[WRITTEN EXERCISE] Starting at the line containing "Where can you spot the lit" and ending at the end of the entries, rewrite those lines with "lit lamp globe" changed to "glowing lamp globe" and everything else left as it is.

[RECORDS SHOWN]
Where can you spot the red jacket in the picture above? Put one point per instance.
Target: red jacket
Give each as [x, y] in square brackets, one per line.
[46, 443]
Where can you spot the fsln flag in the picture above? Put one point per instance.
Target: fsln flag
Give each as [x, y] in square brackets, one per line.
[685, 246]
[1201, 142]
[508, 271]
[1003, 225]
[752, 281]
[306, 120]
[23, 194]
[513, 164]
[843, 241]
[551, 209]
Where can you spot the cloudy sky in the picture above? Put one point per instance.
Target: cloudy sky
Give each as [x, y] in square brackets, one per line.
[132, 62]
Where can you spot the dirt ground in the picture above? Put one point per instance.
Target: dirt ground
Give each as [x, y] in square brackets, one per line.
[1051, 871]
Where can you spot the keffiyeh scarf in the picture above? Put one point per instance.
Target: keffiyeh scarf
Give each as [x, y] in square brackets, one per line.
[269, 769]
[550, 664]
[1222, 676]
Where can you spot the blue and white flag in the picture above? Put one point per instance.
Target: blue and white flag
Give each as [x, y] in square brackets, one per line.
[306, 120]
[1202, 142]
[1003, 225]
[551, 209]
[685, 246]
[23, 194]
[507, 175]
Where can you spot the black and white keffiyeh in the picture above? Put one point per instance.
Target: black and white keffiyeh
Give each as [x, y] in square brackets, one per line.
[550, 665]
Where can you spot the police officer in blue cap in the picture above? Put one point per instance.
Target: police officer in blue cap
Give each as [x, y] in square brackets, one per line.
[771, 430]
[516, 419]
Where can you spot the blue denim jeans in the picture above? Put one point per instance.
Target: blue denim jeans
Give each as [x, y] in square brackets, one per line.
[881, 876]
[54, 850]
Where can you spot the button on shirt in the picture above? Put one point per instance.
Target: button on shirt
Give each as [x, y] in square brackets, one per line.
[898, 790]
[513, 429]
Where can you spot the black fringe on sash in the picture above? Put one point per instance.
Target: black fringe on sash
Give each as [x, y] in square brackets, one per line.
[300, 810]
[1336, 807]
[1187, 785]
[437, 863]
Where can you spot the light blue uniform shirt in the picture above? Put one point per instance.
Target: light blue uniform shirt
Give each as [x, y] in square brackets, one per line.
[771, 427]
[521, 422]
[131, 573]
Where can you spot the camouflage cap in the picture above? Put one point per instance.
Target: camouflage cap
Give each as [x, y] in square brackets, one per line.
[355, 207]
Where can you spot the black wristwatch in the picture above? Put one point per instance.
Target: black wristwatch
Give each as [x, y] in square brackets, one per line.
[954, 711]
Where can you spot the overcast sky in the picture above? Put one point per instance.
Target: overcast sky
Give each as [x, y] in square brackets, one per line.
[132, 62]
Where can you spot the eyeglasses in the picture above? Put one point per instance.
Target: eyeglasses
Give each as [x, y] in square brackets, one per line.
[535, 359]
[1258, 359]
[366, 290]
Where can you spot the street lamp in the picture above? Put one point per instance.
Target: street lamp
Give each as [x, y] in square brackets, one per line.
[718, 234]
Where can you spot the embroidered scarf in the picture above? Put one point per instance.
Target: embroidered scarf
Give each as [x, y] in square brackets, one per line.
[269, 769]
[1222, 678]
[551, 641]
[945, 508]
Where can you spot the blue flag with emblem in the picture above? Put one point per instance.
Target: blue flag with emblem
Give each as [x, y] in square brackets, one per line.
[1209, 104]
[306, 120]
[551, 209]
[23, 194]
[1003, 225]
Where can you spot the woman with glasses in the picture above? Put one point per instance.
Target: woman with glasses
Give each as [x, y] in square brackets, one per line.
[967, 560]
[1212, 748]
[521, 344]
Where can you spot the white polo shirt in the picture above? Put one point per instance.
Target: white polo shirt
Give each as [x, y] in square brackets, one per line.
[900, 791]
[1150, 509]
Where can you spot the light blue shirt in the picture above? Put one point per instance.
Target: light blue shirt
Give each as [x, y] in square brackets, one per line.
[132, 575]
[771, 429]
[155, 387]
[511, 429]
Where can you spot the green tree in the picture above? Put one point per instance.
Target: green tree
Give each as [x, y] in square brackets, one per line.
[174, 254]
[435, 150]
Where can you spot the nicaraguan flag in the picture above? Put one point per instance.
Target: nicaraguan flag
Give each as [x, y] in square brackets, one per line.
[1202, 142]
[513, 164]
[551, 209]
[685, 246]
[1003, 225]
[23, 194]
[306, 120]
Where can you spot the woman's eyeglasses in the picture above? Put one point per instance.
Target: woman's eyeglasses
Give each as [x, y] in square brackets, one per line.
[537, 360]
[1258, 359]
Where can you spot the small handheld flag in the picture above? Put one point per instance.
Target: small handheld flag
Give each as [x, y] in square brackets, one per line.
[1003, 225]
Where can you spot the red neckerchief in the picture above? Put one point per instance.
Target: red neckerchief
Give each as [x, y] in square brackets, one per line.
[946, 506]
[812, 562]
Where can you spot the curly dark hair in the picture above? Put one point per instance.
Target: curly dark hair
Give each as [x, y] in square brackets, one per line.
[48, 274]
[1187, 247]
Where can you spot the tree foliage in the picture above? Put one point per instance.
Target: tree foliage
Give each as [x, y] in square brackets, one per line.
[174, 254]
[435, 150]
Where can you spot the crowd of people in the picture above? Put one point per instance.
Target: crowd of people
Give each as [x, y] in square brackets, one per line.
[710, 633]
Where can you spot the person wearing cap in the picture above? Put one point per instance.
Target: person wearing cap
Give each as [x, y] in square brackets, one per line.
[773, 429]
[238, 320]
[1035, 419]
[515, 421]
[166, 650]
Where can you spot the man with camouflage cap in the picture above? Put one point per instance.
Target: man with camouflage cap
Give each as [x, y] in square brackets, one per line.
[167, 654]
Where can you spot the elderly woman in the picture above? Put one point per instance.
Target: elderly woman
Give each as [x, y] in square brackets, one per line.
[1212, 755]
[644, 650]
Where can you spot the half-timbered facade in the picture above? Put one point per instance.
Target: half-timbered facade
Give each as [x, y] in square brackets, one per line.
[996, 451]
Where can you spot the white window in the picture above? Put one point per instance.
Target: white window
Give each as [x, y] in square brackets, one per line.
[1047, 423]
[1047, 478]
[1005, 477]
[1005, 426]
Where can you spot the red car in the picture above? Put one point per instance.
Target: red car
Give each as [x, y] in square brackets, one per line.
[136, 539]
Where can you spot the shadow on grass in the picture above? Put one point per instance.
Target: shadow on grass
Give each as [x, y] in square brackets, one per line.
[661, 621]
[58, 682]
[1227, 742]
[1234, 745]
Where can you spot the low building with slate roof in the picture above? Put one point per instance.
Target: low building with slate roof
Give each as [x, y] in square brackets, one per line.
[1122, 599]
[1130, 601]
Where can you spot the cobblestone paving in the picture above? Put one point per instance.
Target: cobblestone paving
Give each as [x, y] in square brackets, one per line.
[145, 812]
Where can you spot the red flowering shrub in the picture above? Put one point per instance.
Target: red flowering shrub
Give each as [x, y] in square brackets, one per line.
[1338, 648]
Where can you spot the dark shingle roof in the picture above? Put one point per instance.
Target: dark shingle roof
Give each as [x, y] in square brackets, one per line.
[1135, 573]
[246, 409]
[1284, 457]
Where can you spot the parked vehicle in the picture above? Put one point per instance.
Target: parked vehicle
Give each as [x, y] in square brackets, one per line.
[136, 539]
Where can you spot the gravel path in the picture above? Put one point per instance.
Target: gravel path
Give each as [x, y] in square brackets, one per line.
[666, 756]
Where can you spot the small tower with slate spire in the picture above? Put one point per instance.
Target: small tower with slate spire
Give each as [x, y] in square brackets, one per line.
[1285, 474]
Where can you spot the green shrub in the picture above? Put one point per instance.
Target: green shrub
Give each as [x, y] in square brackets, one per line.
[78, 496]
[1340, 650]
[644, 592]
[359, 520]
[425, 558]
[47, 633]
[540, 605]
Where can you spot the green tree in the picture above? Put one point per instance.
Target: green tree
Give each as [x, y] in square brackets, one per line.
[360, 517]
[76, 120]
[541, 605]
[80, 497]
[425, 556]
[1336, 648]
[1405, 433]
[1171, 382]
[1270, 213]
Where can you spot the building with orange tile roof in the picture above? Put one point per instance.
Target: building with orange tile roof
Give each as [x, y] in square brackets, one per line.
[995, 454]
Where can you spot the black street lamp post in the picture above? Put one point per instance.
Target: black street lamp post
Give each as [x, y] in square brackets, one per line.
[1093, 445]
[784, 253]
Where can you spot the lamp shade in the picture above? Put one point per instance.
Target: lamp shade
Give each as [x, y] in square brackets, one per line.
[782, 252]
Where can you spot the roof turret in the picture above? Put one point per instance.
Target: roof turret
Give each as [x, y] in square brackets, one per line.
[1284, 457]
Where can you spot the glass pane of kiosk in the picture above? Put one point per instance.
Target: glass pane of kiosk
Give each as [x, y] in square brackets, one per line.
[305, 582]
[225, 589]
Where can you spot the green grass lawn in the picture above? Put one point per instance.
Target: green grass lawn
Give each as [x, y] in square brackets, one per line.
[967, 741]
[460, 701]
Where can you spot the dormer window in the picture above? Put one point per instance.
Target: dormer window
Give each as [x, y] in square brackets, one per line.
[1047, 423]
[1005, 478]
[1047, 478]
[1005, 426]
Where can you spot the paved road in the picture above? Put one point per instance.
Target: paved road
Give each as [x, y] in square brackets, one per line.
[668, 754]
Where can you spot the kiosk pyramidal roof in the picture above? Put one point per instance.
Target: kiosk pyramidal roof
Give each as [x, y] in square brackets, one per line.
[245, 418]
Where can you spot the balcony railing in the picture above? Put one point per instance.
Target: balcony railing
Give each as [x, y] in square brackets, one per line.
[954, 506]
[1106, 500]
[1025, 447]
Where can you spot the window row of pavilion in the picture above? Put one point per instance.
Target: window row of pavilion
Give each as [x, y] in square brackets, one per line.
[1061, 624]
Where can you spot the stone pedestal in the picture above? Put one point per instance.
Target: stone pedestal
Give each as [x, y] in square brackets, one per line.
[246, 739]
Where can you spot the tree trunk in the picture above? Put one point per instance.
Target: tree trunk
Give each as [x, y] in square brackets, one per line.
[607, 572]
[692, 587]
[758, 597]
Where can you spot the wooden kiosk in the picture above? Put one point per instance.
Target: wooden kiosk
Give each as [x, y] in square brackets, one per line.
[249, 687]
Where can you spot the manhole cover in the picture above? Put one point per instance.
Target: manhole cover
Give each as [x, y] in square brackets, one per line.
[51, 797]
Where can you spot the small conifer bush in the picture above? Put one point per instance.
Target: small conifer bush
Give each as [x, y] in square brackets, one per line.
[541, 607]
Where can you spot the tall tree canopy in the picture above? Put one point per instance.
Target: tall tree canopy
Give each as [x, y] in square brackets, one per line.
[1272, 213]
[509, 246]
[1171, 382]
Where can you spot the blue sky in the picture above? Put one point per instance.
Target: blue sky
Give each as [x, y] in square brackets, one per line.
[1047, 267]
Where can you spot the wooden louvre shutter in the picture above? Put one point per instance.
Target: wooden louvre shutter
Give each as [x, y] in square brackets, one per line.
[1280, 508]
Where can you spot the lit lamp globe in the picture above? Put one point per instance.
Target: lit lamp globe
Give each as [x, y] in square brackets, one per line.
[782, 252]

[EXERCISE OUTPUT]
Where can you spot the glowing lamp globe in the picture above? Put one point per instance.
Target: glowing lamp globe
Give each as [x, y] in square brackets, one per line.
[782, 252]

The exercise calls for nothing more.